Extrait source >>
┄┄┄┄┄┄┄┄┄┄

La participation s’exerce à plusieurs niveaux; des conseils permettront à ces personnels différents de s’exprimer et d’influer sur la destinée de l’Université. Au niveau national, un Conseil national de l’enseignement et de la recherche, lui-même paritaire, composé d’enseignants et d’étudiants, n’est que consultatif; il donne des conseils pour tout ce que propose le Ministère en matière de recherche, de programmes. A un échelon local, les Conseils régionaux de l’enseignement supérieur et de la recherche, équivalents de ce Conseil national,  ont à peu près les mêmes fonctions. Ils sont composés à deux tiers d’enseignants et d’étudiants et, pour un tiers, de personnalités extérieures, représentatives des collectivités locales et des activités régionales.

 

 

L’Université, autonome, est désormais une institution à part entière: elle a son propre statut, n’est plus dépendante de l'État ni des différentes institutions: l'autonomie financière et l'autonomie administrative lui sont reconnues. Les décrets d'application de l'autonomie financière seront bloqués jusqu'au delà de 1969 au Ministère des finances. Cette obstruction administrative a déformé à long terme le sens de la réforme: les UER se sont organisées en bastions autonomes et  l'Université y a perdu le jeu démocratique de la répartition des budgets qu'elle n'a jamais vraiment reconquis.

┄┄┄┄┄┄┄┄┄┄

Enregistrements bruts >>
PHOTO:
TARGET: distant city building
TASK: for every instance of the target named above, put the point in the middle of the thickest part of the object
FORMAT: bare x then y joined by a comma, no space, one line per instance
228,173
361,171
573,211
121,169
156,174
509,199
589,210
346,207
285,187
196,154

┄┄┄┄┄┄┄┄┄┄

Consigne >>
Relevez dans l'extrait sur l'Université le passage qui va de « La participation s’exerce » à « des activités régionales. », sans y changer un mot. Appuyez-vous uniquement sur l'extrait.

Réponse rédigée >>
La participation s’exerce à plusieurs niveaux; des conseils permettront à ces personnels différents de s’exprimer et d’influer sur la destinée de l’Université. Au niveau national, un Conseil national de l’enseignement et de la recherche, lui-même paritaire, composé d’enseignants et d’étudiants, n’est que consultatif; il donne des conseils pour tout ce que propose le Ministère en matière de recherche, de programmes. A un échelon local, les Conseils régionaux de l’enseignement supérieur et de la recherche, équivalents de ce Conseil national,  ont à peu près les mêmes fonctions. Ils sont composés à deux tiers d’enseignants et d’étudiants et, pour un tiers, de personnalités extérieures, représentatives des collectivités locales et des activités régionales.